抜粋:
■ ■ ■ ■
欧州では、専ら本質的に生物学的な方法によって得られる植物又は動物が53条(2)の特許の例外にあたるかが長く争われたいました。欧州特許庁の拡大審判部は例外を狭く解釈し、「審決G2/12及びG2/13において、EPC第53条(b)の下での植物又は動物の生産のための本質的に生物学的な方法の非特許性を、専ら本質的に生物学的な方法により得られる物(products)には拡張しない旨」の審決を出しこのような植物又は動物自体については特許の対象となる解釈をしてきました。しかし、こちらはEU法(EUバイオテク指令)とも抵触しうる解釈でEU内からもEUバイオテク指令ではこのような植物又は動物自体も特許を付与させない解釈がでていました(the Notice on the interpretation of the EU Biotech Directive issued by the EU Commission in 2016)。結果、2020年の拡大審決G3/19で専ら本質的に生物学的な方法によって得られる植物又は動物が53条(2)の特許の例外にあたることが確認されました。
■ ■ ■ ■
対象データ:
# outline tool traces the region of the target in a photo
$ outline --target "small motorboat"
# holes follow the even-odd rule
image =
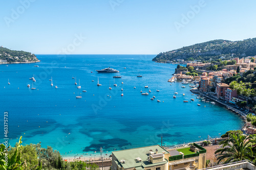
[[[121,77],[122,77],[121,76],[115,76],[113,77],[113,78],[121,78]]]

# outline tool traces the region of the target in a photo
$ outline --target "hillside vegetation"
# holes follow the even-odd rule
[[[242,58],[256,55],[256,38],[243,41],[231,41],[215,40],[183,47],[177,50],[161,53],[152,61],[165,62],[177,59],[194,61],[201,60],[209,61],[217,60],[221,57],[224,59],[231,58]]]

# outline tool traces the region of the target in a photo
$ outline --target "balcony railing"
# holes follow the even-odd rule
[[[190,170],[190,169],[195,169],[195,168],[196,168],[196,166],[193,165],[193,166],[188,166],[188,167],[182,167],[182,168],[180,168],[179,169],[173,168],[172,170],[181,170],[181,169]]]
[[[253,165],[251,161],[248,160],[207,167],[199,170],[234,170],[241,168],[247,168],[250,170],[256,170],[256,167]]]

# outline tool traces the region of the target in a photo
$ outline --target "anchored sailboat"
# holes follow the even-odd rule
[[[101,85],[99,83],[99,77],[98,77],[98,84],[97,84],[98,86],[101,86]]]
[[[80,86],[80,79],[78,79],[79,81],[79,86],[77,86],[77,88],[81,88],[81,86]]]

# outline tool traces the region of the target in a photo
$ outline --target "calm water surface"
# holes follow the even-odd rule
[[[242,127],[242,119],[234,113],[191,95],[189,84],[185,85],[186,88],[180,82],[170,85],[167,81],[177,65],[154,63],[154,57],[40,55],[40,63],[0,65],[1,121],[3,127],[4,112],[8,111],[11,145],[22,135],[23,144],[41,142],[42,147],[51,145],[68,156],[98,152],[101,147],[110,152],[160,144],[161,136],[166,145],[186,143]],[[120,72],[95,71],[107,67]],[[142,78],[136,77],[139,70]],[[33,75],[36,90],[27,87],[32,87],[29,79]],[[115,75],[122,78],[114,80]],[[52,77],[53,87],[49,81]],[[78,84],[80,80],[80,89],[72,77]],[[101,86],[96,85],[98,78]],[[144,88],[146,85],[148,89]],[[141,90],[149,89],[150,95],[141,95]],[[175,91],[179,94],[174,99]],[[78,94],[82,98],[76,99]],[[156,99],[152,101],[153,95]],[[183,102],[191,98],[195,101]],[[4,138],[4,132],[1,135]]]

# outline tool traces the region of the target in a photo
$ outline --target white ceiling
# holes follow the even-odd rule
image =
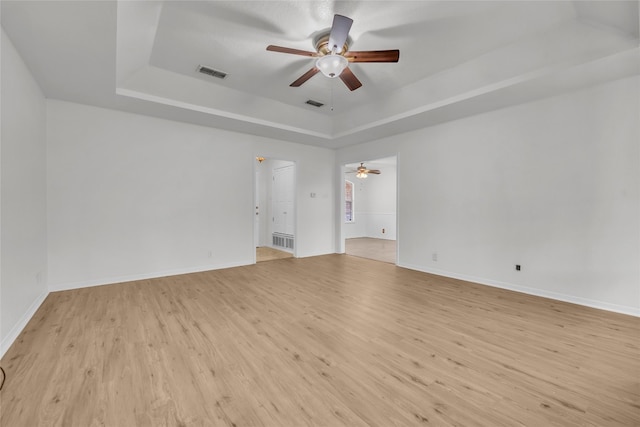
[[[638,1],[7,1],[48,98],[338,148],[640,73]],[[289,84],[340,13],[363,87]],[[198,65],[228,73],[197,73]],[[321,108],[308,99],[325,103]]]

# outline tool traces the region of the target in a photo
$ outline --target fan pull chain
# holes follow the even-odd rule
[[[333,111],[333,85],[334,85],[333,81],[334,80],[335,79],[329,80],[329,82],[331,84],[331,86],[329,86],[329,89],[331,90],[331,111]]]

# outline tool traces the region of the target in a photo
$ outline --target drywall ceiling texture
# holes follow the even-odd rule
[[[515,105],[638,67],[637,1],[3,1],[2,25],[48,98],[338,148]],[[335,13],[355,50],[350,92],[313,59]],[[228,73],[197,73],[198,65]],[[559,82],[558,76],[564,76]],[[316,109],[305,104],[315,99]]]
[[[47,135],[51,290],[253,263],[258,154],[318,170],[296,254],[333,252],[332,150],[52,100]]]
[[[639,94],[640,77],[619,79],[337,161],[394,144],[399,265],[638,316]]]

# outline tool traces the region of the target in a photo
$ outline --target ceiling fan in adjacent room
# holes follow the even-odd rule
[[[367,169],[364,165],[364,163],[360,163],[360,166],[358,166],[357,169],[349,171],[347,173],[355,173],[356,174],[356,178],[366,178],[367,175],[369,175],[370,173],[374,174],[374,175],[380,175],[381,172],[378,169]]]
[[[299,87],[321,72],[329,78],[340,77],[349,90],[356,90],[362,86],[362,83],[349,69],[350,62],[398,62],[400,51],[397,49],[350,51],[349,30],[351,24],[353,24],[351,18],[335,15],[331,30],[321,33],[314,39],[315,52],[274,45],[267,46],[267,50],[318,58],[313,68],[289,86]]]

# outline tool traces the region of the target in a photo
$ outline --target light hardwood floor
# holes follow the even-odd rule
[[[376,261],[396,263],[396,241],[374,239],[372,237],[356,237],[345,239],[345,253]]]
[[[268,246],[259,246],[256,248],[256,262],[273,261],[275,259],[292,258],[291,252],[281,251]]]
[[[51,293],[0,424],[635,426],[640,319],[349,255]]]

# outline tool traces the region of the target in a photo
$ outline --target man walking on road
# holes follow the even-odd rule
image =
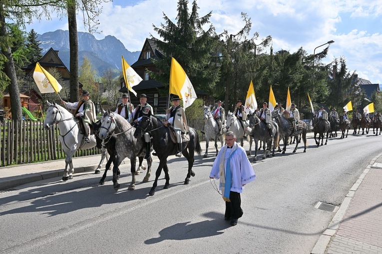
[[[232,226],[243,216],[240,193],[243,186],[256,179],[245,150],[236,141],[234,132],[226,133],[226,145],[219,152],[210,174],[210,178],[220,180],[219,189],[226,202],[224,219],[231,220]]]

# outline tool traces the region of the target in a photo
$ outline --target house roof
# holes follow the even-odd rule
[[[162,83],[157,81],[155,79],[150,79],[149,80],[141,81],[138,85],[134,86],[133,89],[134,91],[138,91],[150,88],[161,88],[163,87],[164,87],[164,86]],[[126,93],[127,92],[127,88],[126,86],[124,86],[120,89],[119,91],[121,93]]]
[[[380,91],[379,84],[361,84],[361,88],[365,89],[366,96],[368,96],[368,99],[369,99],[372,98],[372,94],[375,91]]]

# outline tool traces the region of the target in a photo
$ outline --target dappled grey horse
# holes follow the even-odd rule
[[[137,157],[144,156],[146,154],[146,145],[141,138],[134,137],[135,128],[132,126],[123,117],[116,113],[110,112],[110,110],[103,114],[101,119],[101,127],[98,136],[101,139],[105,139],[112,133],[116,136],[115,148],[117,151],[115,163],[113,166],[113,186],[114,189],[119,188],[118,183],[118,168],[122,161],[125,158],[130,159],[131,164],[132,180],[129,190],[135,189],[135,165]],[[151,155],[147,159],[147,172],[143,182],[148,182],[151,172],[152,159]]]
[[[252,138],[250,141],[249,154],[251,154],[251,147],[252,145],[252,139],[255,141],[255,157],[253,161],[257,161],[257,144],[258,141],[261,141],[263,142],[263,159],[266,158],[265,145],[267,144],[268,147],[268,153],[266,157],[270,157],[271,151],[272,148],[272,156],[275,156],[275,148],[279,144],[279,126],[274,121],[271,122],[272,125],[272,133],[273,136],[271,138],[268,131],[268,127],[267,124],[264,121],[261,121],[257,116],[256,114],[251,114],[249,116],[249,127],[252,131],[250,134]]]
[[[204,106],[204,119],[206,121],[204,125],[204,134],[206,136],[206,153],[203,155],[204,158],[207,158],[208,155],[208,144],[210,139],[212,139],[215,141],[215,148],[216,149],[216,153],[215,156],[217,156],[219,153],[218,150],[218,139],[220,140],[220,144],[223,147],[224,145],[223,140],[225,138],[226,127],[223,125],[222,127],[222,135],[219,136],[219,126],[216,121],[214,119],[213,116],[211,113],[211,110],[209,107]],[[222,121],[223,120],[222,119]]]
[[[94,135],[92,135],[90,136],[90,143],[85,143],[84,141],[84,136],[80,131],[78,120],[73,115],[55,102],[50,103],[47,101],[46,104],[48,109],[46,110],[46,116],[44,120],[44,128],[49,130],[54,124],[57,124],[58,127],[61,146],[66,155],[62,180],[67,181],[73,178],[73,173],[74,172],[72,161],[73,156],[78,149],[88,149],[95,146],[95,138]],[[100,169],[106,157],[106,149],[104,148],[101,151],[101,161],[95,170],[95,174],[101,172]]]
[[[297,150],[297,147],[301,142],[301,139],[299,136],[302,135],[303,141],[304,142],[304,152],[307,151],[307,125],[305,122],[302,122],[302,129],[294,132],[294,130],[291,129],[289,126],[289,121],[285,117],[280,115],[278,112],[273,111],[272,112],[272,117],[275,119],[277,125],[279,126],[279,134],[280,139],[282,139],[284,143],[284,148],[283,148],[282,153],[285,154],[287,150],[287,145],[288,144],[288,139],[289,137],[294,137],[296,140],[296,147],[293,150],[293,153],[296,153]],[[278,146],[279,144],[278,144]],[[279,148],[280,149],[280,148]],[[280,151],[279,151],[280,152]]]
[[[246,130],[243,129],[239,121],[240,120],[235,116],[233,113],[228,111],[228,114],[227,114],[227,130],[233,132],[236,139],[240,140],[240,145],[243,146],[244,145],[244,139],[243,138],[243,136],[246,132]],[[245,128],[248,128],[248,121],[246,121],[244,125]]]

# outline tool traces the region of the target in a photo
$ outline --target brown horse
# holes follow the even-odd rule
[[[357,114],[355,112],[353,114],[353,119],[352,119],[352,125],[353,126],[354,131],[353,131],[353,135],[356,135],[357,134],[357,127],[359,127],[358,134],[360,134],[360,130],[361,129],[361,126],[360,126],[360,122],[361,121],[357,117]]]
[[[380,129],[379,135],[381,135],[381,127],[382,127],[382,122],[381,122],[379,116],[378,115],[376,115],[374,117],[374,120],[373,121],[373,134],[375,134],[376,136],[378,136],[378,129]],[[375,128],[377,129],[377,133],[376,133],[376,132],[374,131]]]
[[[362,128],[362,135],[364,135],[364,131],[365,129],[366,129],[366,134],[369,134],[369,130],[372,126],[372,121],[370,119],[368,120],[369,121],[368,121],[365,118],[365,115],[363,114],[361,122],[360,122],[360,127]]]
[[[344,138],[348,137],[348,133],[349,132],[350,128],[350,121],[349,119],[344,119],[344,116],[340,116],[340,123],[338,125],[340,129],[341,130],[342,134],[340,138]],[[346,131],[346,137],[345,137],[345,131]]]

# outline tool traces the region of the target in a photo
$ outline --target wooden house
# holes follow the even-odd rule
[[[163,57],[163,54],[158,48],[155,40],[146,38],[138,60],[131,66],[143,79],[133,88],[137,93],[137,96],[142,93],[149,96],[147,102],[152,106],[154,113],[155,114],[166,113],[168,99],[168,88],[165,87],[160,82],[151,78],[146,70],[157,72],[158,70],[154,65],[152,60]],[[121,79],[121,89],[119,89],[119,92],[128,92],[123,78]],[[211,101],[211,98],[207,93],[200,90],[196,90],[195,92],[198,98],[202,98],[206,103]],[[136,97],[131,92],[130,93],[130,96],[131,103],[134,106],[139,104],[138,97]]]

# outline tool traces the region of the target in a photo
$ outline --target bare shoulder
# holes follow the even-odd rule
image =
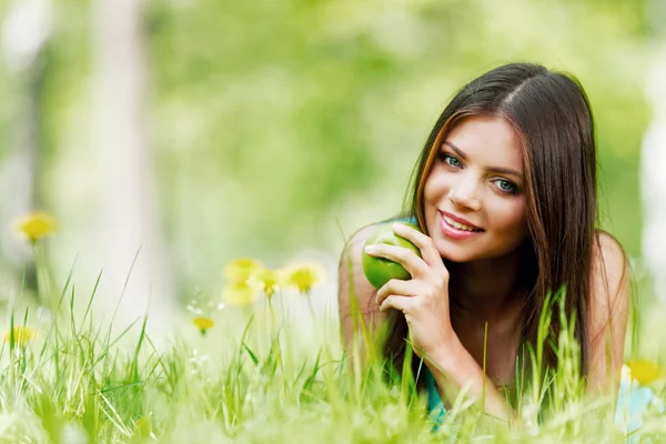
[[[627,256],[619,242],[610,234],[599,231],[595,240],[591,276],[592,332],[599,334],[608,324],[615,324],[622,331],[629,310]]]
[[[374,223],[356,231],[340,255],[337,301],[343,330],[349,330],[345,324],[356,313],[364,317],[366,324],[376,323],[384,317],[374,302],[376,289],[365,278],[362,262],[363,245],[379,226],[380,223]]]
[[[599,231],[593,249],[593,291],[610,299],[622,296],[628,285],[627,256],[619,242],[610,234]],[[599,286],[601,285],[601,286]]]

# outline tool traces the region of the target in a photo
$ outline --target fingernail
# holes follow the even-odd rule
[[[365,246],[365,252],[366,253],[371,253],[372,254],[372,253],[374,253],[376,251],[377,251],[377,246],[376,245],[367,245],[367,246]]]

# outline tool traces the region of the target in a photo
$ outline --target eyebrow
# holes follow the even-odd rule
[[[462,160],[467,160],[467,155],[460,148],[457,148],[450,141],[445,140],[443,144],[451,148],[457,155],[461,157]],[[512,175],[523,179],[523,174],[519,171],[512,170],[511,168],[491,167],[491,168],[488,168],[488,170],[494,171],[496,173],[512,174]]]

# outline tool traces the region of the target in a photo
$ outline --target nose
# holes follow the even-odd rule
[[[466,178],[452,188],[448,192],[448,200],[460,208],[472,211],[481,210],[476,181],[473,178]]]

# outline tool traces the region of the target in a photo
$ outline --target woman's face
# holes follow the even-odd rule
[[[518,138],[504,120],[472,117],[453,128],[423,192],[442,258],[471,262],[516,251],[527,236],[523,174]]]

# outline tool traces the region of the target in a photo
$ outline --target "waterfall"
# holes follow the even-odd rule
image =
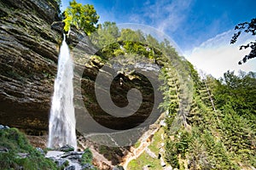
[[[66,37],[62,42],[58,60],[57,77],[55,80],[49,122],[49,148],[65,144],[76,150],[75,114],[73,107],[73,64]]]

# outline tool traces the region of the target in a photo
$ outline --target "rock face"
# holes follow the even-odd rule
[[[64,26],[58,11],[55,0],[0,1],[0,123],[27,130],[29,134],[44,134],[48,130]],[[148,81],[136,71],[114,77],[110,91],[117,106],[128,104],[127,92],[132,88],[142,92],[143,100],[133,116],[113,117],[99,106],[94,93],[96,76],[104,65],[90,57],[97,52],[96,48],[84,33],[75,29],[71,30],[67,42],[71,51],[78,44],[83,49],[82,58],[73,56],[76,68],[83,69],[82,76],[75,76],[74,81],[81,78],[81,99],[94,120],[118,130],[143,122],[154,105],[154,91]],[[113,77],[107,72],[106,78]],[[106,90],[101,93],[103,95]],[[76,111],[79,110],[76,108]]]
[[[54,0],[0,1],[0,123],[47,129],[61,34]]]

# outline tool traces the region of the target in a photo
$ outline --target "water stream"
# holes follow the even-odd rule
[[[77,148],[73,78],[73,63],[64,35],[51,101],[48,140],[49,148],[59,148],[65,144],[75,150]]]

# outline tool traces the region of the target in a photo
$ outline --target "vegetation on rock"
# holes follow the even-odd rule
[[[67,8],[64,12],[64,30],[66,31],[69,31],[71,26],[83,30],[87,35],[97,29],[96,24],[100,17],[93,5],[83,5],[78,3],[76,0],[73,0],[69,4],[70,7]]]
[[[8,150],[0,152],[1,169],[57,169],[55,163],[44,158],[18,129],[0,129],[0,147]]]

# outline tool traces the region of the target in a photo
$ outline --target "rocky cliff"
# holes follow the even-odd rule
[[[25,129],[28,133],[46,133],[62,41],[63,23],[60,21],[58,4],[55,0],[1,0],[0,17],[0,123]],[[120,73],[113,79],[111,94],[116,105],[128,104],[126,94],[132,88],[142,92],[143,100],[133,116],[113,117],[99,106],[94,94],[96,77],[104,64],[90,57],[97,49],[84,33],[75,29],[67,41],[71,51],[79,47],[78,43],[82,48],[82,54],[73,56],[75,67],[83,69],[82,76],[76,76],[75,81],[81,79],[80,99],[94,120],[112,129],[128,129],[148,118],[154,91],[143,75],[136,71],[131,75]],[[86,63],[83,57],[87,57]],[[107,73],[106,78],[113,77]]]
[[[61,34],[54,0],[0,2],[0,122],[47,129]]]

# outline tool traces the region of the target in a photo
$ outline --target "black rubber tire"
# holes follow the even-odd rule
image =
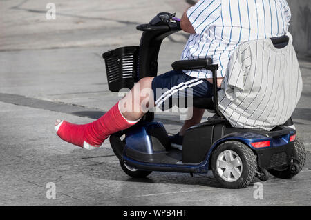
[[[222,152],[227,150],[236,152],[240,157],[243,165],[241,176],[234,182],[229,182],[223,179],[216,170],[217,158]],[[221,186],[226,188],[243,188],[247,187],[255,177],[257,169],[256,157],[252,150],[244,143],[235,141],[225,142],[217,147],[212,154],[211,166],[214,176],[220,183]]]
[[[125,166],[124,163],[121,161],[120,161],[120,164],[121,165],[121,168],[122,168],[123,171],[124,171],[126,174],[133,178],[144,178],[152,172],[152,171],[147,170],[130,170]]]
[[[294,153],[292,157],[294,163],[296,163],[299,166],[299,171],[293,174],[290,170],[290,167],[285,168],[283,170],[278,170],[276,169],[270,169],[267,171],[274,177],[281,179],[292,179],[296,176],[303,167],[305,166],[305,159],[307,157],[307,151],[301,139],[296,137],[294,146]]]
■ ■ ■ ■
作業指示: 抜粋に基づき、専ら本質的に生物学的な方法によって得られる植物又は動物が特許の例外にあたることを2020年に確認した拡大審決の番号を答えなさい。

演習解答: G3/19